Write out exactly, please, the lines from the one containing "Pick out every instance of the olive" to the end of the material.

--- BEGIN ---

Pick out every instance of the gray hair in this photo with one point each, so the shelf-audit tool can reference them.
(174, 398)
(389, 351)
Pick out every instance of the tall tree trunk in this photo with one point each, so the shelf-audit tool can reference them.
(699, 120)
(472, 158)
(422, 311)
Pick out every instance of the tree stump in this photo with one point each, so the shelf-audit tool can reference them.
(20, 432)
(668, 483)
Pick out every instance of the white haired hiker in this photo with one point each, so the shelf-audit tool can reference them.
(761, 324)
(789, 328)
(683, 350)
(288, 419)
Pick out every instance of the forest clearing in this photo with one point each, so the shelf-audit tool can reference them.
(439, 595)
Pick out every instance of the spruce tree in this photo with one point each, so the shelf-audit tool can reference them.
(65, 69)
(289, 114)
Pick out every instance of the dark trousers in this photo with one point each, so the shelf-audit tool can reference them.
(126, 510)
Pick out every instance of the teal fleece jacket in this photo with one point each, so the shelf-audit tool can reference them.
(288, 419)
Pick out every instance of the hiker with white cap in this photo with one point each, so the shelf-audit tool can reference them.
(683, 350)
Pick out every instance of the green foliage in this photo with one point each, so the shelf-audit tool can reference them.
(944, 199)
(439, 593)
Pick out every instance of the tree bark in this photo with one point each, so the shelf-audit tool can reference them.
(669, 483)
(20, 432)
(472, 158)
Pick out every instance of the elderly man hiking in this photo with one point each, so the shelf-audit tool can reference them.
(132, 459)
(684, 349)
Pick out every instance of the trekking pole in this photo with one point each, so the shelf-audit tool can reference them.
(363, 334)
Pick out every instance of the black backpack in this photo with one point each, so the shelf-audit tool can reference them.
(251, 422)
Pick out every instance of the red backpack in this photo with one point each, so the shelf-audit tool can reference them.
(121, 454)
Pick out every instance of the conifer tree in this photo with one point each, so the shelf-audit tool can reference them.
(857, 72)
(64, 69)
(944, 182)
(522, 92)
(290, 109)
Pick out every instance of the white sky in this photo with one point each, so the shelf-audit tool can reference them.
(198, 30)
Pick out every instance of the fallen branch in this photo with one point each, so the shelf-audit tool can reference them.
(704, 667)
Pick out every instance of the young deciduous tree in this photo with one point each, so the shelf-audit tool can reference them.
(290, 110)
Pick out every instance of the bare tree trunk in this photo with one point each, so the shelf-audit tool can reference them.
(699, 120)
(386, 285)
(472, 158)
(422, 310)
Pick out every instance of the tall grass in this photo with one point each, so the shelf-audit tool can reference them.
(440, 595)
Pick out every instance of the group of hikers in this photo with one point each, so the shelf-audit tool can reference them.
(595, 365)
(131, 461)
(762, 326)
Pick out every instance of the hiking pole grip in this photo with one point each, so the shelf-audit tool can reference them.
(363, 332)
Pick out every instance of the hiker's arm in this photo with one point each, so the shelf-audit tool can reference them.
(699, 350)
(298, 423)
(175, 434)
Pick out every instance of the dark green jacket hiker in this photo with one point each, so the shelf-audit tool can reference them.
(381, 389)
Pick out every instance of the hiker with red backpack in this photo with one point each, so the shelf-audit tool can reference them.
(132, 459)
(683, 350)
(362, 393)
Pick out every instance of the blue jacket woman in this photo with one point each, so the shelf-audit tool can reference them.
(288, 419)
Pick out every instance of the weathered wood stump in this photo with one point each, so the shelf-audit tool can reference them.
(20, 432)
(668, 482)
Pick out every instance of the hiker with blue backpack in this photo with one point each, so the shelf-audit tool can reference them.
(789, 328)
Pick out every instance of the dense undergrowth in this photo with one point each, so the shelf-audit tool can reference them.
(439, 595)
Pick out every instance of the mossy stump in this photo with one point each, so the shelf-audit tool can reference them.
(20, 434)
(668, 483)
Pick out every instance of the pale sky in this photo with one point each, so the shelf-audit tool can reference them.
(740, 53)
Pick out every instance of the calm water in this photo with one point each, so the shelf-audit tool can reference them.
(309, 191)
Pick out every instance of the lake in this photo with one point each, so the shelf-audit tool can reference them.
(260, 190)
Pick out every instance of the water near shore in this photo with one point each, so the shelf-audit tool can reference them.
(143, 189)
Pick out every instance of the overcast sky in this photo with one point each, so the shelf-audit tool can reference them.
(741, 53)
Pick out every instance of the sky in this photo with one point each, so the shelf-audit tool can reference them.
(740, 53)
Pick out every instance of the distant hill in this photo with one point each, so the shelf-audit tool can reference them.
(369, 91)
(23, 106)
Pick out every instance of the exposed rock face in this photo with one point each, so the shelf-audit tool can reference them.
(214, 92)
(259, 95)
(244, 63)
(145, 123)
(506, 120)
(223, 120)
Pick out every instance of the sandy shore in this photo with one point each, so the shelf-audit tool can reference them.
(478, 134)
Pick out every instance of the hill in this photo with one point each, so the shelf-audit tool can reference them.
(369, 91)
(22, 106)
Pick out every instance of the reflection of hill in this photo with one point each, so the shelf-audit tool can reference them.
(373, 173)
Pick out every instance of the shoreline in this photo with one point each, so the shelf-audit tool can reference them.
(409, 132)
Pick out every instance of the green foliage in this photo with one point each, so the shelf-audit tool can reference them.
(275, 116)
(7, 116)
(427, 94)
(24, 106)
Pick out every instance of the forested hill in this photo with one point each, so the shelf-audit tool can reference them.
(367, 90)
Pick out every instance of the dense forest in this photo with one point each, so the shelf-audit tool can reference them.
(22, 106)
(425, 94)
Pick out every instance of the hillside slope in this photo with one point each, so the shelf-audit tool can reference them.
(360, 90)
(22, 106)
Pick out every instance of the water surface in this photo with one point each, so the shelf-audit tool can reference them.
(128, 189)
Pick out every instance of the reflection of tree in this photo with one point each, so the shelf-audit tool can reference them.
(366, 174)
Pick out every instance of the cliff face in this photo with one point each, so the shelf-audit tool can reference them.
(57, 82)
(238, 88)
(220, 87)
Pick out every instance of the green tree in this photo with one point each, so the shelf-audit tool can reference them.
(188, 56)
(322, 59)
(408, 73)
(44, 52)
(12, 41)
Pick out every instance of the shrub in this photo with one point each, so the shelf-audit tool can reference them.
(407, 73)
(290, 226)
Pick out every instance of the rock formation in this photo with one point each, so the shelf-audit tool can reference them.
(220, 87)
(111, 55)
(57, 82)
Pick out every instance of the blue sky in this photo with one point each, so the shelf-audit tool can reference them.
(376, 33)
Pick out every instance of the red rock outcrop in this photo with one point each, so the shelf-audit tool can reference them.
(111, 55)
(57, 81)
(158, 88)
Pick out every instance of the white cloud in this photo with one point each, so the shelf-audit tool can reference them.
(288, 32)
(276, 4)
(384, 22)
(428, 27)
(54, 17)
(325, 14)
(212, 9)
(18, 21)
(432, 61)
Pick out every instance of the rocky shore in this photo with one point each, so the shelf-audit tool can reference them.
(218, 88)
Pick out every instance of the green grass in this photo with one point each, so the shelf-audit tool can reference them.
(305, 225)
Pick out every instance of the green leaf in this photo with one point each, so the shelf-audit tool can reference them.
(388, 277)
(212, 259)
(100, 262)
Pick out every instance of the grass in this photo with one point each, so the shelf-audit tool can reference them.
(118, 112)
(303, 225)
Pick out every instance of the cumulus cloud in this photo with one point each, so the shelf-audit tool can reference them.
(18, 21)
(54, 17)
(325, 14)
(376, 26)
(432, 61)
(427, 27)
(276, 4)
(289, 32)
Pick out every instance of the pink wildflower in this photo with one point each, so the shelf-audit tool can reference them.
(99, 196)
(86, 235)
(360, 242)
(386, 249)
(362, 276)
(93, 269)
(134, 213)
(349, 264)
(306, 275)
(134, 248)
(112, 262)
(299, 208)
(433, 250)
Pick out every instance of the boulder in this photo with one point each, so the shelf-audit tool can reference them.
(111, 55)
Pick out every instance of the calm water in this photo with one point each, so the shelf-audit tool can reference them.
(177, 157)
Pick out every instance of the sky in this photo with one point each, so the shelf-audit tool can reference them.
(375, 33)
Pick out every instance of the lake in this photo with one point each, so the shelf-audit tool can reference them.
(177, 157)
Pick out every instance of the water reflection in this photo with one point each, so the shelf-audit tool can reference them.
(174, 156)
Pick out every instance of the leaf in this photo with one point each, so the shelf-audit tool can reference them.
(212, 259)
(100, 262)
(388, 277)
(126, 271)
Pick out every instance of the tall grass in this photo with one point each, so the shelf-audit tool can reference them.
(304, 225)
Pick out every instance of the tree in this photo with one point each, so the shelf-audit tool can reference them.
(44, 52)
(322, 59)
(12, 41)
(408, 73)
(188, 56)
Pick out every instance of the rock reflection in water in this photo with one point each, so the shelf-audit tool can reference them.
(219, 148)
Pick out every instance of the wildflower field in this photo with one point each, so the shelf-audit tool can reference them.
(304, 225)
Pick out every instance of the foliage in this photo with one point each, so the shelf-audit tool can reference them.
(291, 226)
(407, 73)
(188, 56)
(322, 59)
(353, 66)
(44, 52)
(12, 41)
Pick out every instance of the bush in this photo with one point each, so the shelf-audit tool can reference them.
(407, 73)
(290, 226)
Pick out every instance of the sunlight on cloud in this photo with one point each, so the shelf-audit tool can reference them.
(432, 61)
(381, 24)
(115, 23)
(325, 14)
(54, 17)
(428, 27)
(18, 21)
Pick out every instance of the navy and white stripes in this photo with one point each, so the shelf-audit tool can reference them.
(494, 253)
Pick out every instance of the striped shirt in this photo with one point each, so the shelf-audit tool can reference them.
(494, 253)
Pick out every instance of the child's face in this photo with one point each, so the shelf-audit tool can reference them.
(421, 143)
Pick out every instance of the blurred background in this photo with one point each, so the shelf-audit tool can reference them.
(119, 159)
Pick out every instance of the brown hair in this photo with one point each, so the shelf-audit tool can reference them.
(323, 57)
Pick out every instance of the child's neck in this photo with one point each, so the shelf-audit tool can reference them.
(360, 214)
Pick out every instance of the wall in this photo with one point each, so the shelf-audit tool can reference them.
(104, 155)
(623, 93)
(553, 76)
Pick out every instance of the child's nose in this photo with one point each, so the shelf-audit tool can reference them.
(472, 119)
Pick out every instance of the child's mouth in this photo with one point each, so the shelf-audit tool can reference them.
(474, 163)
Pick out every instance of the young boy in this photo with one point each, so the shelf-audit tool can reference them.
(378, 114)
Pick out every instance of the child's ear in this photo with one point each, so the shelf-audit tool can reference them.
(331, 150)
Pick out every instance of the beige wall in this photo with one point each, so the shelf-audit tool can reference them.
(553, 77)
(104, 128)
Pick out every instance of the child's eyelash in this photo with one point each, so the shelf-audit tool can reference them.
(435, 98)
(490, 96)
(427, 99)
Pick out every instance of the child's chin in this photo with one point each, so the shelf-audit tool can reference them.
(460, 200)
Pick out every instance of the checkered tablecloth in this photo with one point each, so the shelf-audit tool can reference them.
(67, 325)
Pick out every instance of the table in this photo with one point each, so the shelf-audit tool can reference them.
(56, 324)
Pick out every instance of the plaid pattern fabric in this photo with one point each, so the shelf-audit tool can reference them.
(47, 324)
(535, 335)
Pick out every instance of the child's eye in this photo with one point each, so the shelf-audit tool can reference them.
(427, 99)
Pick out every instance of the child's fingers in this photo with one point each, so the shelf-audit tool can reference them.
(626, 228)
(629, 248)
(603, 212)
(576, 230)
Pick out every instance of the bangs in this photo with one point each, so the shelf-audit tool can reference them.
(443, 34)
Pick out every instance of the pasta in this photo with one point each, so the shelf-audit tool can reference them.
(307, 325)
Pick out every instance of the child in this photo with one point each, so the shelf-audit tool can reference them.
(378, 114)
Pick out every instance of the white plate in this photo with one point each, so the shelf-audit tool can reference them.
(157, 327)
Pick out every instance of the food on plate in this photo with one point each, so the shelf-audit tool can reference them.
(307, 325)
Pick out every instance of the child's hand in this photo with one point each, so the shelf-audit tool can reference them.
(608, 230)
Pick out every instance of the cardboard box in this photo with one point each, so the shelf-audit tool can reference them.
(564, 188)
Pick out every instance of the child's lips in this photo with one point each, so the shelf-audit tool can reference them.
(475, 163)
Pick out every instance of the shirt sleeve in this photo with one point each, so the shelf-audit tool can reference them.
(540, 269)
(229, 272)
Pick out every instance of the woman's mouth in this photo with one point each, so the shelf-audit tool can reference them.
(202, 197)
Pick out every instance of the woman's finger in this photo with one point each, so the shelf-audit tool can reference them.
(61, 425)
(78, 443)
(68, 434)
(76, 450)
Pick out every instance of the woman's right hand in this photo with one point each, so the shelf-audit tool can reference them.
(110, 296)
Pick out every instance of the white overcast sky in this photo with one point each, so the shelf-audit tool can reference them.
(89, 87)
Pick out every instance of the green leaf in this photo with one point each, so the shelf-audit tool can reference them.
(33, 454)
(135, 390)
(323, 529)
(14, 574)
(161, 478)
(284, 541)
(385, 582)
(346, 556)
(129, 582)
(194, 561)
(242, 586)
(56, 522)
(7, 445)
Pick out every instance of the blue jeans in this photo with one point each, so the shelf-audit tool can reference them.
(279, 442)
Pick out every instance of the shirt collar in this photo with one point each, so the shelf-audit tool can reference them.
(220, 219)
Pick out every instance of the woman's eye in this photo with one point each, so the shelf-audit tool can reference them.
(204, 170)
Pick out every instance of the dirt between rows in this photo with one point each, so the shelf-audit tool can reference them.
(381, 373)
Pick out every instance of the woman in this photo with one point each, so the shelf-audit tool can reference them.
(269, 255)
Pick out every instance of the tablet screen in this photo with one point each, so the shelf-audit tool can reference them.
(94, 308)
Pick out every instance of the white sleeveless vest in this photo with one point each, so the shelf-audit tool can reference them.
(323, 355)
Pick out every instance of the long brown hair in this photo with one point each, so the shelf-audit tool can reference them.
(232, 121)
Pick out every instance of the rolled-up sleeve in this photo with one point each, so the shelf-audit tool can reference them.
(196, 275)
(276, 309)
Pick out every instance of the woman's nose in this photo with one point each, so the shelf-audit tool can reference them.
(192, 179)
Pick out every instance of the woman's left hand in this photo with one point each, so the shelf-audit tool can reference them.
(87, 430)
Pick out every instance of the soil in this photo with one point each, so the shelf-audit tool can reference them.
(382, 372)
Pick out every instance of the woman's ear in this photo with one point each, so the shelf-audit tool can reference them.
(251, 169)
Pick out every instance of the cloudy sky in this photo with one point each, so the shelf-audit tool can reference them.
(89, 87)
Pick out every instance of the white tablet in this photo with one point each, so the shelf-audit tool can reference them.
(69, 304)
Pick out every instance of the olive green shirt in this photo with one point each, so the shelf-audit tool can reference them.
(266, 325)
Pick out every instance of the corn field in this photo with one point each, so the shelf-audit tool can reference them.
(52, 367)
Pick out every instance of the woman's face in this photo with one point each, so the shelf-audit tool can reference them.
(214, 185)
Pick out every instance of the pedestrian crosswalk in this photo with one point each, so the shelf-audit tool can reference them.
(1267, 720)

--- END ---

CORRECT OUTPUT:
Pick out every instance of the olive green shirt in this photo with one point each, so the shelf-audit tool can reference them.
(266, 325)
Pick out every instance of the corn field in this photo with one point each, so the shelf-audit tool can reference them.
(52, 367)
Pick out every instance of the woman's face in this photo with one point each, so the shelf-audit tool can reference them.
(214, 185)
Pick out every instance of the pedestrian crosswalk in this photo with one point each, so the shelf-audit tool can reference them.
(1267, 720)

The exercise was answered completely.